▸ **WRITTEN TASKS**:
[1] Using the passage about the Yelcho, decide whether each statement agrees with it, answering yes or no and quoting the deciding words: (a) Emma was a sealer funded by the British Club in Punta Arenas; (b) Yelcho carried a radio; (c) Captain Luis Pardo commanded Yelcho.
[2] Reproduce everything in the passage about the Yelcho from "At dawn on 7" down to "in Antarctic winter.".

━━ SUPPLIED TEXT ━━

After the dramatic voyage of the James Caird, Ernest Shackleton had attempted and failed three times to rescue the crew left on Elephant Island: the ships Southern Sky (loaned by the English Whaling Co, 23–31 May 1916), Instituto de Pesca N°1 (loaned by the Government of Uruguay, 10–16 June 1916) and Emma (a sealer, funded by the British Club, Punta Arenas, 12 July – 8 August 1916) all failed to reach Elephant Island.
In July 1916, Yelcho was authorised by the president of Chile, Juan Luis Sanfuentes, to escort and tow Emma to a point 200 miles (320 km) south of Cape Horn. but this third attempt was also unsuccessful.
At dawn on 7 August Yelcho under the command of Captain Luis Pardo was ordered to Port Stanley in order to tug Emma and the British explorers back to Punta Arenas to make a fourth attempt.
The Chilean government offered Yelcho although she was totally unsuited for operations in Antarctic waters. With no radio, no proper heating system, no electric lighting and no double hull the small ship had to cross the 500 miles (800 km) of the Drake's Passage in Antarctic winter.

━━━
━━ DATA PROVIDED ━━

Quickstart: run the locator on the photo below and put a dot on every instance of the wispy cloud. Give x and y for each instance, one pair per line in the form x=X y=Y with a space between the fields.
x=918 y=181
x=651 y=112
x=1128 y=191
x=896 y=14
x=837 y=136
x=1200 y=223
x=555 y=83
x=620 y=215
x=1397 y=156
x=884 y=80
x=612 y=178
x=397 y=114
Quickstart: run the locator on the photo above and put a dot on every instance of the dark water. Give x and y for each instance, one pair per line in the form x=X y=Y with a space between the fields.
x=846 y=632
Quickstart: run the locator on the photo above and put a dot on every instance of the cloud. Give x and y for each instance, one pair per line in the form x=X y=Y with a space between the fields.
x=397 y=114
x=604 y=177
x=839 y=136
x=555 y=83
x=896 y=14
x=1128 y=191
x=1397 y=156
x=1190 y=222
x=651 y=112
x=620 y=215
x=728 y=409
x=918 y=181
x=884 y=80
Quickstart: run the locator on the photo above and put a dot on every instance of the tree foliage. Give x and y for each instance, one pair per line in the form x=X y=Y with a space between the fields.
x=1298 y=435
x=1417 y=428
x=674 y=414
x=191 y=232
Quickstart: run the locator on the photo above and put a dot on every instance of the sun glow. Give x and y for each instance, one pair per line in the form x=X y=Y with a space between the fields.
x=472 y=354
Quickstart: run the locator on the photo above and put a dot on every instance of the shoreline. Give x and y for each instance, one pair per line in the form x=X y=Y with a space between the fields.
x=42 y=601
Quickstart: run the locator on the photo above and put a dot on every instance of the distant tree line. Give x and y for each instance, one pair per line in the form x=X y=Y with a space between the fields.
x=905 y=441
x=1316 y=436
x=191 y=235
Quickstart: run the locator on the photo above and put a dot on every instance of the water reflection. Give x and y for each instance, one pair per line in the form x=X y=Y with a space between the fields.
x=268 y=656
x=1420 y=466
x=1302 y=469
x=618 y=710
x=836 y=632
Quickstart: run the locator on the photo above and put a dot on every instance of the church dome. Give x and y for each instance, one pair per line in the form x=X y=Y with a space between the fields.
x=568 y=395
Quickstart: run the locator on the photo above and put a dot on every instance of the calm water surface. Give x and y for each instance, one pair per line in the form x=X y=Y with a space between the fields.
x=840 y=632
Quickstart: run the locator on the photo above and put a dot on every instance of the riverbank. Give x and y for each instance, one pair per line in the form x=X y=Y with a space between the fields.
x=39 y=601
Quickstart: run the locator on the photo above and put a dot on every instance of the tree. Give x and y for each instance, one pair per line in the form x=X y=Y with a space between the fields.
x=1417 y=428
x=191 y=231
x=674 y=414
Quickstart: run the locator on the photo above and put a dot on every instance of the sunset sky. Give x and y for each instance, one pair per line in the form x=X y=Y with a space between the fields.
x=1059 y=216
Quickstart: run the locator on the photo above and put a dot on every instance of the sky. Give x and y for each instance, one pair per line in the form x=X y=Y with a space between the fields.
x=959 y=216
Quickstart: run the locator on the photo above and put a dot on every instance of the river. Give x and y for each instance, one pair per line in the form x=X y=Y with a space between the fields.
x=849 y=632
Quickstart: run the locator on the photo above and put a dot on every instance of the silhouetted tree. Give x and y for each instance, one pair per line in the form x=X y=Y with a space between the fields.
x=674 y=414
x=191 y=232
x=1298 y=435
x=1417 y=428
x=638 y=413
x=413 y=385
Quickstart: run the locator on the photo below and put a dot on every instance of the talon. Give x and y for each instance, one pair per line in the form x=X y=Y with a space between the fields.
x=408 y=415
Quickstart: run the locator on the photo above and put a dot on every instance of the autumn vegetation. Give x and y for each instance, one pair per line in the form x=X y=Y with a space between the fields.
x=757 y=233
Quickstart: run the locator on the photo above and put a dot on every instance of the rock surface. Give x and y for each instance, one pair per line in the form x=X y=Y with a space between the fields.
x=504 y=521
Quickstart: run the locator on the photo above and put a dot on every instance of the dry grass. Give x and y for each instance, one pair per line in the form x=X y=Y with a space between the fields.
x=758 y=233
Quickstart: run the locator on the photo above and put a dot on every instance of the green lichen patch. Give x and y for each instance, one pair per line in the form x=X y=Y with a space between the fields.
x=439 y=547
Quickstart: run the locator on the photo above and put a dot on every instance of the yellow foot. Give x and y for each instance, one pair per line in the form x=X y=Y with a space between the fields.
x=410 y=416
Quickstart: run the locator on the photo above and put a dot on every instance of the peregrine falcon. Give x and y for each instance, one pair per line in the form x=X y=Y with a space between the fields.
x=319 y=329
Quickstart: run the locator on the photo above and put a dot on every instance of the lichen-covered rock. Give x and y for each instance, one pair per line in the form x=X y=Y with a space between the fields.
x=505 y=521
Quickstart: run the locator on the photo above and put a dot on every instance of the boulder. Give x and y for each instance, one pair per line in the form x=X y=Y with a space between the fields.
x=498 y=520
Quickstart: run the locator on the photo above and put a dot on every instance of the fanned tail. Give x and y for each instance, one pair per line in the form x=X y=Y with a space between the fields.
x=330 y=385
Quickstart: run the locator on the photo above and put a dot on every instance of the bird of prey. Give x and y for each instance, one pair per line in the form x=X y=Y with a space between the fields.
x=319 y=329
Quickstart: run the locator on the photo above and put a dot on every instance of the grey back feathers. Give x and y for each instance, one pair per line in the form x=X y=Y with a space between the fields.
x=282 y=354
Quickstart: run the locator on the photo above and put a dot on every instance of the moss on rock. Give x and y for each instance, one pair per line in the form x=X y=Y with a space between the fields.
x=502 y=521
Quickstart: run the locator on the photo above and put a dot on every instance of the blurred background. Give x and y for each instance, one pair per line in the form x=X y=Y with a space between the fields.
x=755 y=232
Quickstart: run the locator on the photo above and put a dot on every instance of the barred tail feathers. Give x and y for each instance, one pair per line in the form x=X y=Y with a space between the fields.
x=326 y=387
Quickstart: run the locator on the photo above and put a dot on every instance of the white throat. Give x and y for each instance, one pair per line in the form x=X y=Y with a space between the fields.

━━━

▸ **SOLUTION LIST**:
[1]
(a) Yes: "Emma (a sealer, funded by the British Club, Punta Arenas, 12 July – 8 August 1916)"
(b) No: "With no radio, no proper heating system, no electric lighting and no double hull"
(c) Yes: "Yelcho under the command of Captain Luis Pardo"

[2]
At dawn on 7 August Yelcho under the command of Captain Luis Pardo was ordered to Port Stanley in order to tug Emma and the British explorers back to Punta Arenas to make a fourth attempt.
The Chilean government offered Yelcho although she was totally unsuited for operations in Antarctic waters. With no radio, no proper heating system, no electric lighting and no double hull the small ship had to cross the 500 miles (800 km) of the Drake's Passage in Antarctic winter.